● BRANO DI LETTURA
++++++++++

In Monferrato, nel territorio comunale di Ottiglio (AL), situato nel Piemonte meridionale, vi è una grotta nota come “Grotta dei Saraceni”.

Situata in un fondovalle nei pressi di Moleto, la grotta doveva già essere conosciuta in età romana, almeno da una guarnigione stanziata in quelle terre per ritemprare le ferite delle campagne d’Oriente grazie all’abbondanza di acque sulfuree e curative.
E proprio i romani avrebbero realizzato al suo interno un tempio dedicato alla divinità irano-persiana Mithrà, il “Sol Invictus”, figlio del sole che viene spesso raffigurato come un giovane che indossa mantello e berretto frigio nell’atto di uccidere un toro, gesto che simboleggia, secondo alcuni, la nascita della vita, secondo altri il significato sarebbe astrologico, ovvero di controllo sulla precessione degli equinozi.
Già la sola riscoperta di questo tempio risulterebbe un evento di considerevole interesse archeologico, in quanto in Italia vi è un solo altro mitreo ancora conservato in cavità naturale, a Duino, mentre molti sono i templi realizzati in cavità artificiali, come il bellissimo mitreo sotto a S. Clemente in Roma.

++++++++++

● DATI FORNITI

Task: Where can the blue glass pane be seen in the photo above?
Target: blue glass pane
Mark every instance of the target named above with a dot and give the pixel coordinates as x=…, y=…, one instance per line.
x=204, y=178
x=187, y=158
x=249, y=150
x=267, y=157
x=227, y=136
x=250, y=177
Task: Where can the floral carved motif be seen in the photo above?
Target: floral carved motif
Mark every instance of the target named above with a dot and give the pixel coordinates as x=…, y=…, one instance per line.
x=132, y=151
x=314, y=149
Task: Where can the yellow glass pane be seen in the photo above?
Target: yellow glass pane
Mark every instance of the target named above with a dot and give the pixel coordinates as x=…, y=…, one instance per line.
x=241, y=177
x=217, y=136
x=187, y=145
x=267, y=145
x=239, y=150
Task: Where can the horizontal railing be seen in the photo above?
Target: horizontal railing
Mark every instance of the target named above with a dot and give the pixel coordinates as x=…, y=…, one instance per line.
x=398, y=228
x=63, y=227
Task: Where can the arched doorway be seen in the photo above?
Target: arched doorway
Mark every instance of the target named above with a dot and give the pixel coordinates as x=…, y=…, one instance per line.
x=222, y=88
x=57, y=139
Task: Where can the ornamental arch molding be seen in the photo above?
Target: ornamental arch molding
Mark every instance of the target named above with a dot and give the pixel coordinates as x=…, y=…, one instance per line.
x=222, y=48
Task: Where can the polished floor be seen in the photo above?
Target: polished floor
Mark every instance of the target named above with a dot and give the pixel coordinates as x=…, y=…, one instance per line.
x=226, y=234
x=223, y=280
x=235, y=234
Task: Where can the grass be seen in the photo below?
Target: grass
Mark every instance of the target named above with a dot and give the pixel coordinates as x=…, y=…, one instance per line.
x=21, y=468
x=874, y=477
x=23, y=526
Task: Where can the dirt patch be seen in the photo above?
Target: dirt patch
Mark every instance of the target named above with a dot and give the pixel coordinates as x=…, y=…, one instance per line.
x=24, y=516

++++++++++

● ESERCIZI DA SVOLGERE
- a) Secondo il brano, in quale altra località italiana c'è un mitreo ancora conservato in cavità naturale?
- b) Filtra le voci e trascrivi ogni riga in cui compare la stringa "polished".

● ELENCO DELLE RISPOSTE
- a) A Duino.

- b)
Task: Where can the polished floor be seen in the photo above?
Target: polished floor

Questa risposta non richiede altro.